-- BEGIN DATA EXTRACT --
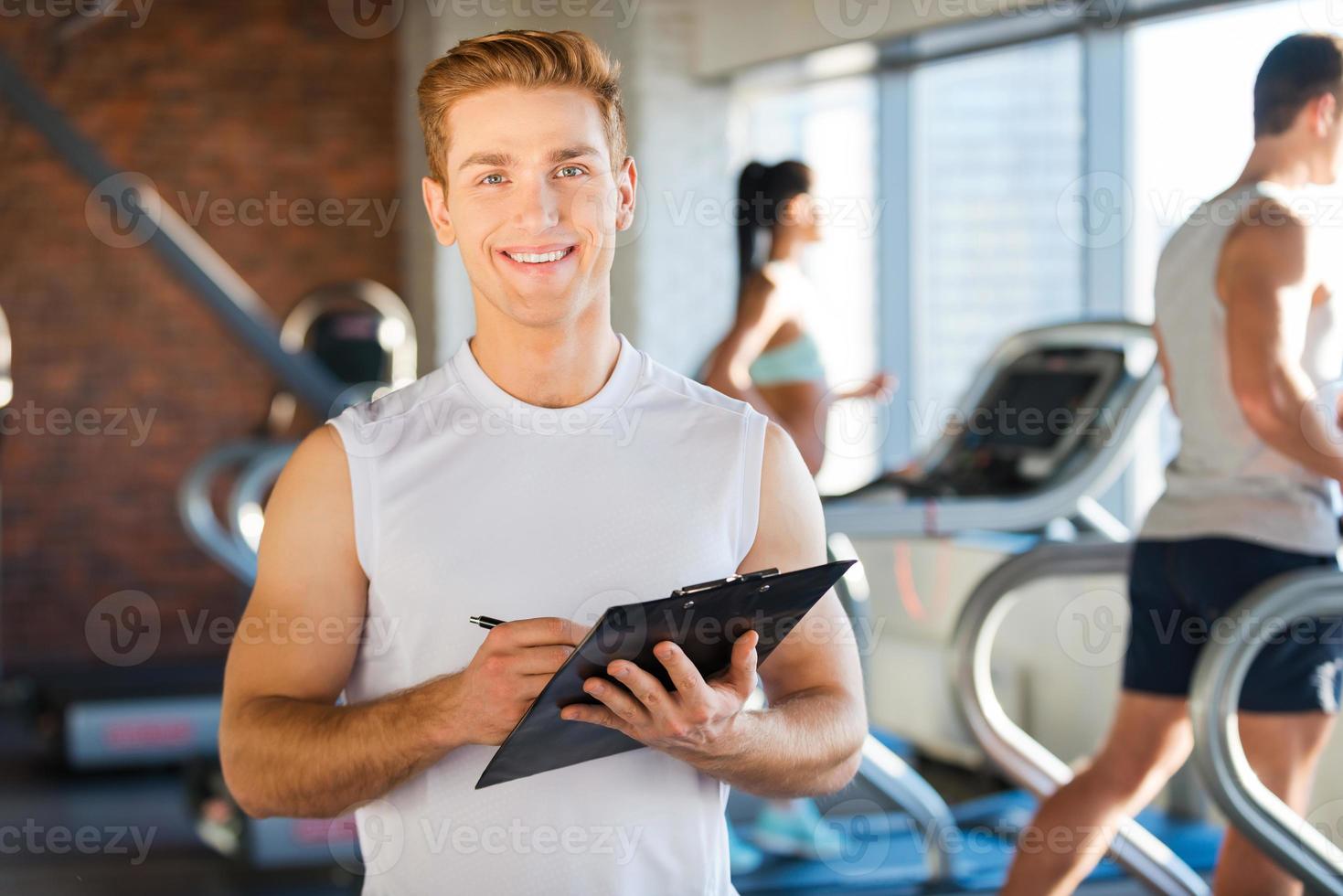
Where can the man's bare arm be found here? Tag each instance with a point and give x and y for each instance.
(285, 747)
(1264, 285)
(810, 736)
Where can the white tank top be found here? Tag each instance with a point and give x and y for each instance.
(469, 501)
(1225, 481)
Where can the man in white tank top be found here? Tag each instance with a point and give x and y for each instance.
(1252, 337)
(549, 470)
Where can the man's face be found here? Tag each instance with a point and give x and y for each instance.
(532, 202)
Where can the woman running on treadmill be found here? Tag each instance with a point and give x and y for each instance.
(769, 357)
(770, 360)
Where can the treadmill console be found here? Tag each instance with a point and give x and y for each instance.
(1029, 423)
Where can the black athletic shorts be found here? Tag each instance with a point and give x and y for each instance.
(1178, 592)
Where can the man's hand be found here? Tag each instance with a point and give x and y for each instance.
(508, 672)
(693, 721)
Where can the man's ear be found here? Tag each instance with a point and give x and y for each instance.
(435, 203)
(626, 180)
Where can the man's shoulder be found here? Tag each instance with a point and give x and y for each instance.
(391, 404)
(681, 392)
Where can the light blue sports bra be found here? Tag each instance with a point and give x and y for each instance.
-- END DATA EXTRACT --
- [GOAL]
Beginning with the line that contains "Where can the man in", quote each line exactly through the last line of the entries above, and nothing beyond them.

- [SOLUTION FOR THIS PROBLEM]
Where can the man in white tank top be found here? Tag each instance with a point and give x and y for each instance.
(1252, 337)
(549, 470)
Where can the man's face be found here? Tag each instance with a point and give x and y for each instance.
(532, 202)
Where can the woman running on treadmill be found here? Tag each instance with a point and give x and y for each instance.
(769, 357)
(770, 360)
Where can the treadmill console be found here? Tag each instance with a point and give x and y for each instance.
(1029, 423)
Where can the black athletic shorts be found here? Tag each instance with a point and give x and y for each instance.
(1178, 592)
Where can the man's hand be found here? Tag each instance with a point and give x and y for each instance.
(508, 672)
(693, 721)
Where can the man's ear be found here? Tag each instance with a point and give x and y for each instance.
(435, 203)
(626, 180)
Where can the man's shoulder be found here? Tag each instance with a point and give x and y for each instance.
(391, 404)
(681, 392)
Where can the light blue sports bra be found here? Tag each instance with a point and give x and y for each instance.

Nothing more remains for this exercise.